Find every row below that contains the string "woman", matching case exactly, and copy each of those rows in full.

--- begin ---

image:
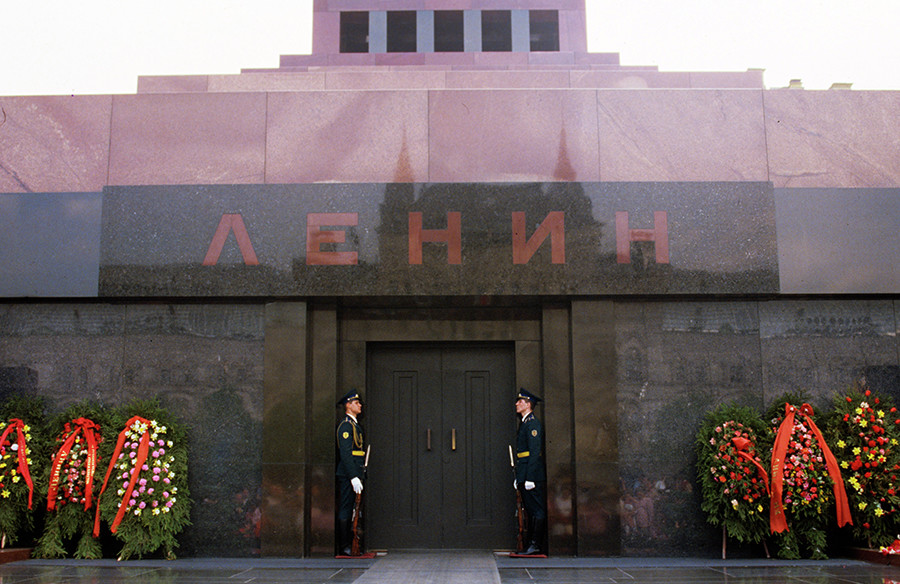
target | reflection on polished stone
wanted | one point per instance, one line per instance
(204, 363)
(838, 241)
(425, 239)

--- end ---
--- begin ---

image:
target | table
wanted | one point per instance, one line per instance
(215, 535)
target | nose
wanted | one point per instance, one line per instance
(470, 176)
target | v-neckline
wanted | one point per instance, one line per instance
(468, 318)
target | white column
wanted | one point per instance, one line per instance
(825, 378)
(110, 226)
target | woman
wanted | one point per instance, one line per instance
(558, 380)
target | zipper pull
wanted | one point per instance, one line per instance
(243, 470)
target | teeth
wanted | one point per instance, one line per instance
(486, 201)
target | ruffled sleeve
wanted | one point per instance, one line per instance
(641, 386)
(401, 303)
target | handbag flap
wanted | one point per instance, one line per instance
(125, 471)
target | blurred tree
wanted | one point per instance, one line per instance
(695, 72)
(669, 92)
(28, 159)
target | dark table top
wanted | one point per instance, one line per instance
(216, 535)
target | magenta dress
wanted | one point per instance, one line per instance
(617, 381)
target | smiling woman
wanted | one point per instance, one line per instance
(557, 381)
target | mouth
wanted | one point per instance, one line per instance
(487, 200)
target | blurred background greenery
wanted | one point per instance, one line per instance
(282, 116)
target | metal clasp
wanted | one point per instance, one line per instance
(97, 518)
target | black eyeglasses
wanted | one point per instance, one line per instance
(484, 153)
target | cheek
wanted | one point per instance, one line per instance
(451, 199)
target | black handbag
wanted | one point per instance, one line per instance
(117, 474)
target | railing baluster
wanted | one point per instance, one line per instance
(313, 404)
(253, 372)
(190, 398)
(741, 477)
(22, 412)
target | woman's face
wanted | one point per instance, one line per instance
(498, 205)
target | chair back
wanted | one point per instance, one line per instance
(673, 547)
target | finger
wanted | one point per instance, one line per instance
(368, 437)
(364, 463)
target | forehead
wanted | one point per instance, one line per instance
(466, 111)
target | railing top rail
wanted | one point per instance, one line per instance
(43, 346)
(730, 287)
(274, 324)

--- end ---

_Task solution_
target | woman
target | smiling woman
target | woman's face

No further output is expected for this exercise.